What to do = Update the listing from its start through the line containing "Provide the mask" by changing "even-odd" to "nonzero" and leaving everything else as it is. Give only those lines, without the picture.

— Start Task input —

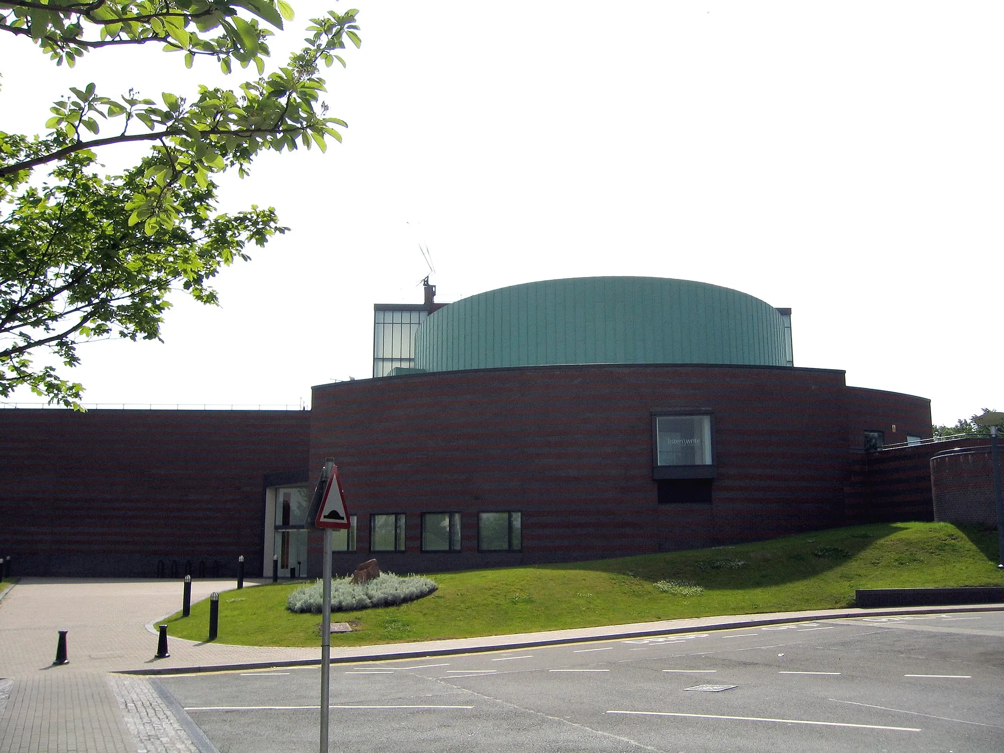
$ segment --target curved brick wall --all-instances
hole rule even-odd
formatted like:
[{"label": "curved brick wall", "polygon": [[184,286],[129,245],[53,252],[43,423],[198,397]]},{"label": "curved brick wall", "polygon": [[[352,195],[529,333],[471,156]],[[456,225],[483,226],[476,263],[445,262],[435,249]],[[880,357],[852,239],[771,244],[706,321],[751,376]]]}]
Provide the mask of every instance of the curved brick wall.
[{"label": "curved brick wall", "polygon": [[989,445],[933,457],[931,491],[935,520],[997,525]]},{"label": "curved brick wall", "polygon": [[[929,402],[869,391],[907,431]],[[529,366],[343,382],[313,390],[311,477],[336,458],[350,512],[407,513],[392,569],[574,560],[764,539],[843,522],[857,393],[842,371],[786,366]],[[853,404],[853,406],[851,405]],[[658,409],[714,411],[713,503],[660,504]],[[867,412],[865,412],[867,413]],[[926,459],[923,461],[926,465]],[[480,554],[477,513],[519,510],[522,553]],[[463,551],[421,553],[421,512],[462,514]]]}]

— End Task input —

In response =
$ segment --target curved brick wall --all-instances
hole rule nonzero
formatted like:
[{"label": "curved brick wall", "polygon": [[184,286],[129,245],[53,252],[43,423],[198,397]]},{"label": "curved brick wall", "polygon": [[[352,195],[529,333],[471,156]],[[456,225],[483,226],[476,263],[445,262],[435,249]],[[880,357],[852,239],[771,244],[706,321],[751,376]]]}]
Provide the mask of every instance of the curved brick wall.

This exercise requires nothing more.